Start of EXERCISE TEXT

UK Convict Prison Captions and Transfer Papers 1843-1871

George Frederick Sargent, View of a cell with the hammock rigged up and cell door with the trap open at Pentonville Prison, Islington (c. 1842). Collage, record number 24629. © London Metropolitan Archives.

The "UK Convict Prison Captions and Transfer Papers 1843-1871" records provide details relating to 3,664 prisoners incarcerated within central government prisons in mid-nineteenth century England. The record set is based upon a series of prison "captions" and "transfer papers" that are now held at the National Archives in London (UK), under the catalogue reference PCOM 5.

Origins and Content

In the nineteenth century, all government prisoners (those sentenced to imprisonment in one of the "convict prisons" run by the central government, such as Pentonville) were termed "convicts" - as distinguished from the individuals who were imprisoned in jails run by local authorities, termed "prisoners".

Detailed records were kept about such convicts. On conviction, the court wrote out out a "Caption" (an order of the court for the imprisonment or transportation of the offender), which named the individual and recorded brief details of their crime and sentence. These papers were written up by the trial judge and then handed to the officials who were charged with removing the convict to prison.

End of EXERCISE TEXT

**TASKS:**
A. How would you say this sentence from the passage on convict prison captions in Spanish: "These papers were written up by the trial judge and then handed to the officials who were charged with removing the convict to prison."
B. Could you carry on the passage on convict prison captions, starting after its final sentence?
The rows that come next have nothing to do with the passage on convict prison captions.

Start of EXTRACTED INFORMATION

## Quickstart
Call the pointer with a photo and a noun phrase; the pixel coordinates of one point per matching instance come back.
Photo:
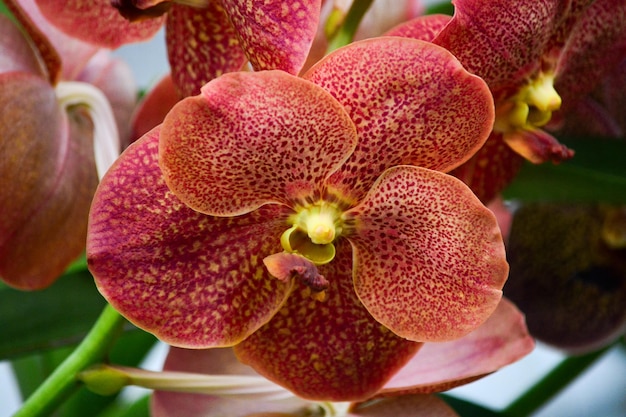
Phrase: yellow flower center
(314, 229)
(530, 108)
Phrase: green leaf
(597, 173)
(60, 315)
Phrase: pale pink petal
(252, 139)
(429, 261)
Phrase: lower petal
(429, 257)
(192, 280)
(327, 350)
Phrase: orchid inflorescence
(304, 224)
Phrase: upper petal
(429, 260)
(500, 341)
(201, 45)
(48, 178)
(192, 280)
(412, 103)
(330, 350)
(97, 22)
(275, 34)
(251, 139)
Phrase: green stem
(63, 380)
(551, 384)
(346, 32)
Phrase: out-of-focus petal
(405, 406)
(114, 78)
(565, 275)
(597, 45)
(275, 34)
(429, 260)
(501, 41)
(97, 22)
(16, 53)
(327, 350)
(491, 169)
(500, 341)
(424, 28)
(214, 362)
(173, 271)
(153, 107)
(412, 103)
(252, 139)
(202, 45)
(48, 178)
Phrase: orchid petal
(429, 261)
(596, 46)
(500, 341)
(407, 406)
(16, 54)
(48, 179)
(327, 350)
(171, 270)
(412, 103)
(202, 45)
(424, 28)
(97, 22)
(275, 34)
(502, 48)
(566, 276)
(217, 362)
(252, 139)
(491, 169)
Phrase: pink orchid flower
(213, 382)
(308, 220)
(205, 38)
(57, 95)
(537, 58)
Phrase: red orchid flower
(230, 388)
(204, 38)
(307, 220)
(57, 94)
(537, 58)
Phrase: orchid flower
(308, 220)
(537, 58)
(230, 388)
(205, 38)
(568, 273)
(58, 134)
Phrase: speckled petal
(596, 47)
(201, 45)
(429, 260)
(192, 280)
(501, 47)
(97, 22)
(275, 34)
(47, 180)
(500, 341)
(491, 169)
(251, 139)
(406, 406)
(424, 28)
(412, 103)
(328, 350)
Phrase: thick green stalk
(551, 384)
(346, 32)
(63, 380)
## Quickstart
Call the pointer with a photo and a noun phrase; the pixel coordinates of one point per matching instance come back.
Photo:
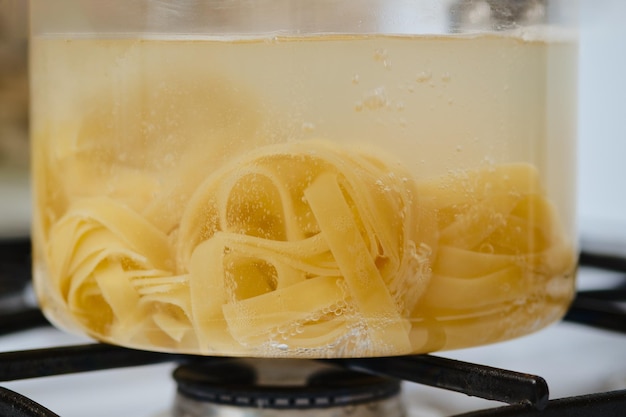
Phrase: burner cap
(238, 383)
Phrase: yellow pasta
(259, 233)
(308, 249)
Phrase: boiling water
(320, 196)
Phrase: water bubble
(423, 76)
(376, 99)
(380, 54)
(308, 127)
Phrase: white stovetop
(574, 360)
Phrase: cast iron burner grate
(526, 395)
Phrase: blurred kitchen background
(602, 103)
(14, 187)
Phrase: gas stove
(572, 368)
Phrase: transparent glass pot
(322, 178)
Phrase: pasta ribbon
(95, 253)
(260, 241)
(500, 241)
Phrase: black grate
(527, 395)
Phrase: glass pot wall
(322, 178)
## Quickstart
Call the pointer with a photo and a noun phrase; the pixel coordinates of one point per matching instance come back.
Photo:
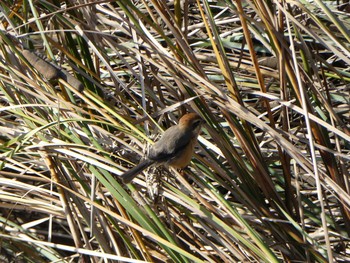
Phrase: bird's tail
(131, 174)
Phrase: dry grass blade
(269, 181)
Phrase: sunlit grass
(269, 180)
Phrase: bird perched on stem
(175, 148)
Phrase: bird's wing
(172, 142)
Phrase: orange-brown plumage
(175, 147)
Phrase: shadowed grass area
(86, 88)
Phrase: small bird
(175, 148)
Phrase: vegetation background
(270, 178)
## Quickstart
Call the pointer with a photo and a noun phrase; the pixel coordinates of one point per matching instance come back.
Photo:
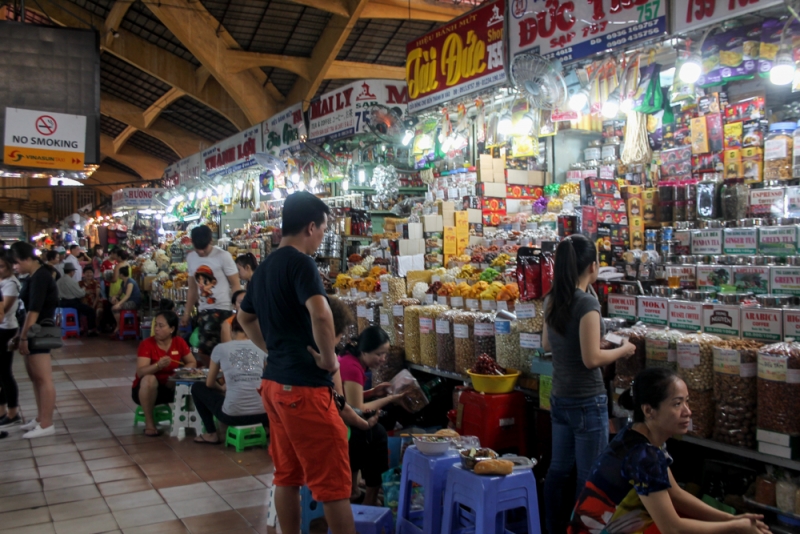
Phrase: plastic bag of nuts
(779, 387)
(412, 333)
(702, 405)
(484, 335)
(445, 343)
(696, 361)
(464, 340)
(427, 334)
(398, 319)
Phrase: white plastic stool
(183, 411)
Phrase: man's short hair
(301, 209)
(201, 237)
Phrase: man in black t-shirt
(286, 313)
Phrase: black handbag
(45, 336)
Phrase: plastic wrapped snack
(779, 387)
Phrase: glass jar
(778, 151)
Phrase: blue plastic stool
(430, 472)
(372, 519)
(488, 497)
(70, 324)
(310, 510)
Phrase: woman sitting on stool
(238, 402)
(159, 356)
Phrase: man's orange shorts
(308, 440)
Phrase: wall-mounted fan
(540, 79)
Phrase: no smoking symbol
(46, 125)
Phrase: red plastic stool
(128, 324)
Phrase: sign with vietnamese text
(462, 57)
(575, 29)
(44, 139)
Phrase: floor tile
(144, 516)
(73, 510)
(137, 499)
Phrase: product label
(530, 341)
(461, 331)
(526, 310)
(425, 325)
(653, 310)
(502, 328)
(484, 329)
(442, 327)
(740, 241)
(713, 276)
(785, 280)
(772, 367)
(688, 355)
(762, 323)
(707, 242)
(778, 240)
(685, 315)
(722, 319)
(753, 278)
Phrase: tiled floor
(100, 474)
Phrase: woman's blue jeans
(580, 434)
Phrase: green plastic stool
(162, 414)
(242, 437)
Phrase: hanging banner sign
(233, 154)
(44, 140)
(575, 29)
(345, 111)
(688, 15)
(285, 131)
(134, 198)
(462, 57)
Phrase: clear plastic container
(779, 151)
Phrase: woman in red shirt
(158, 357)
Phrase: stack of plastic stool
(489, 498)
(128, 324)
(184, 413)
(310, 510)
(430, 472)
(70, 324)
(242, 437)
(162, 413)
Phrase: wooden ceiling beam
(325, 51)
(205, 38)
(151, 59)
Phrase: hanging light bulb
(579, 100)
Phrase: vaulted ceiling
(179, 75)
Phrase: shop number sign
(690, 14)
(570, 30)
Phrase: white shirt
(10, 288)
(74, 261)
(213, 288)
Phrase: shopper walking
(9, 394)
(286, 301)
(40, 296)
(578, 402)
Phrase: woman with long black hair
(40, 296)
(578, 402)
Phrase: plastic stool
(70, 324)
(242, 437)
(162, 414)
(488, 497)
(430, 472)
(128, 324)
(372, 519)
(183, 411)
(311, 510)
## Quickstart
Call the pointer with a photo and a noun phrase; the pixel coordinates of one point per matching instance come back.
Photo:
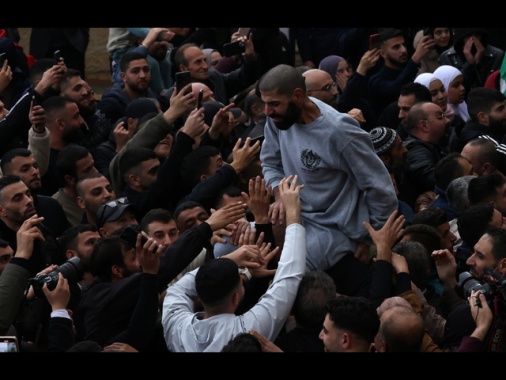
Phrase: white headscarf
(426, 79)
(447, 74)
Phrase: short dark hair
(215, 280)
(129, 57)
(67, 159)
(433, 216)
(425, 234)
(10, 155)
(315, 289)
(473, 222)
(420, 264)
(107, 252)
(8, 180)
(282, 79)
(132, 158)
(179, 57)
(187, 205)
(355, 314)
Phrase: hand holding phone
(183, 78)
(57, 55)
(200, 98)
(3, 58)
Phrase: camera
(72, 270)
(492, 285)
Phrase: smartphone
(374, 41)
(233, 48)
(57, 55)
(428, 32)
(182, 79)
(9, 344)
(130, 236)
(243, 31)
(200, 98)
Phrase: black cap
(112, 210)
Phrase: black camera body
(233, 48)
(493, 284)
(72, 270)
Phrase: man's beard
(291, 116)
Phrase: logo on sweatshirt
(310, 160)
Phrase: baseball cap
(112, 210)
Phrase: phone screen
(182, 79)
(200, 99)
(8, 344)
(3, 58)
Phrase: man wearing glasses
(319, 85)
(74, 87)
(427, 143)
(115, 214)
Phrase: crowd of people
(353, 203)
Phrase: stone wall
(97, 57)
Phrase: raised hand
(226, 215)
(258, 199)
(245, 155)
(289, 193)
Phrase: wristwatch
(245, 271)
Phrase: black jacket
(474, 75)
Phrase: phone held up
(233, 48)
(9, 344)
(200, 98)
(183, 78)
(3, 58)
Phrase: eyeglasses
(327, 87)
(111, 204)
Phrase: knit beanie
(382, 138)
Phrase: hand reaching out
(258, 199)
(289, 193)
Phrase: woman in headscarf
(453, 80)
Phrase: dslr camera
(72, 270)
(493, 284)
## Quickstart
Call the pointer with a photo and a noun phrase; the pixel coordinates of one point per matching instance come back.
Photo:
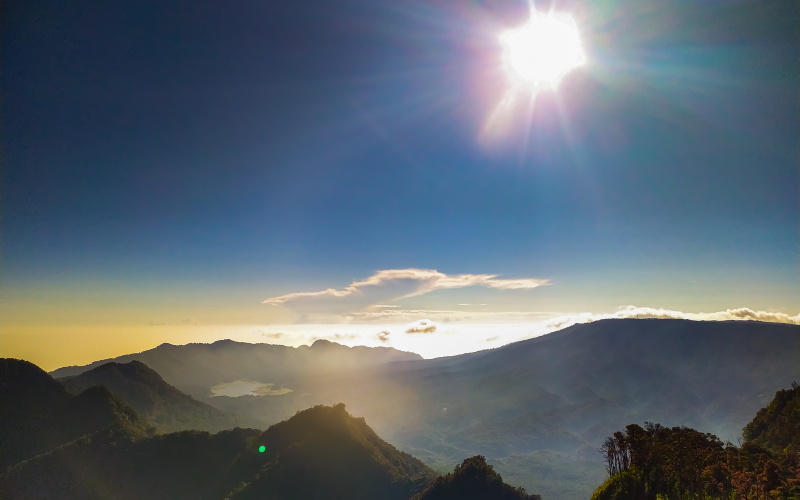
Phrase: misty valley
(615, 409)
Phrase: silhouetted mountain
(474, 479)
(320, 453)
(562, 392)
(156, 401)
(195, 368)
(777, 426)
(658, 462)
(37, 414)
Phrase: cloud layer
(740, 314)
(386, 286)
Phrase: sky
(175, 172)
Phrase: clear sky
(176, 163)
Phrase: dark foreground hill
(38, 414)
(320, 453)
(161, 404)
(679, 463)
(536, 409)
(473, 479)
(195, 368)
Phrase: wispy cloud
(386, 286)
(422, 326)
(740, 314)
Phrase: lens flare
(539, 53)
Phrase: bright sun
(539, 53)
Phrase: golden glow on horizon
(539, 53)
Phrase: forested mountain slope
(159, 403)
(38, 414)
(322, 452)
(681, 463)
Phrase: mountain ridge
(159, 403)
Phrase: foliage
(474, 479)
(37, 414)
(322, 452)
(682, 463)
(162, 405)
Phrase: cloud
(389, 285)
(740, 314)
(422, 326)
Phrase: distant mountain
(320, 453)
(37, 414)
(159, 403)
(474, 479)
(195, 368)
(559, 393)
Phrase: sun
(539, 53)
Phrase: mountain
(322, 452)
(657, 462)
(161, 404)
(38, 414)
(536, 409)
(195, 368)
(474, 479)
(777, 426)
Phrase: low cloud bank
(385, 286)
(740, 314)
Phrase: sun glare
(539, 53)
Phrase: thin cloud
(422, 326)
(740, 314)
(389, 285)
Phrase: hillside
(322, 452)
(777, 426)
(473, 479)
(195, 368)
(159, 403)
(679, 462)
(558, 394)
(38, 414)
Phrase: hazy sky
(169, 162)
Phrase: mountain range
(159, 403)
(536, 409)
(94, 446)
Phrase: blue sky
(164, 161)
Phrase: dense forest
(655, 462)
(473, 479)
(94, 446)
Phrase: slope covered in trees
(161, 404)
(777, 426)
(473, 479)
(682, 463)
(322, 452)
(38, 414)
(559, 393)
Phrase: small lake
(245, 388)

End of EXTRACTED INFORMATION

**ANSWERS PROVIDED:**
A. Estos documentos los redactaba el juez del juicio y luego se entregaban a los funcionarios encargados de trasladar al condenado a la prisión.

B.
"Transfer papers" refer to the official documents that were created to authorize and record the transfer of a convict from one government prison to another. Such transfer papers contained a detailed record of the offender, their crime, background and a full record of the convict's time in prison. These records provide some of the most detailed information available on nineteenth-century convict prisoners, even including medical histories in some cases.

The "UK Convict Prison Captions and Transfer Papers 1843-1871" records provided on this website give summary details of the original captions and transfer papers. The database often simply summarises the name of the offender, the date of the record, their age, place of birth, occupation, date of death (if relevant), the place of trial, the sentence and the victim's name (if known).

Relationship to Other Sources

The "UK Convict Prison Captions and Transfer Papers 1843-1871" will most likely link to the records of trial included on this site - particularly the England and Wales Criminal Registers 1791-1892 and (for London convicts) the Old Bailey Proceedings 1740-1913 - and to other records of imprisonment in the UK - particularly the Prison Registers 1770-1951 and the UK Licences for the Parole of Convicts 1853-1925. Those who were held in Newgate prior to their trial at the Old Bailey or following their conviction but before their removal to a convict prison, might be found in the Newgate Calendars of Prisoners 1782-1931.

Strengths and Limitations

The records as included on this site provide an indication that an individual is documented in the original captions and transfer papers.

Digital Panopticon does not provide a full transcript of the (often lengthy) original documents, which give a wealth of additional information. However, through the links provided, users can (via a Find My Past subscription) view images of the original captions and transfer papers to see the full details of the records.

The records of "Home Office Criminal Entry Books 1782-1876" included on this site (and even more so the fuller original documents themselves) offer a potentially useful source of information for finding out details about the imprisonment of convicts.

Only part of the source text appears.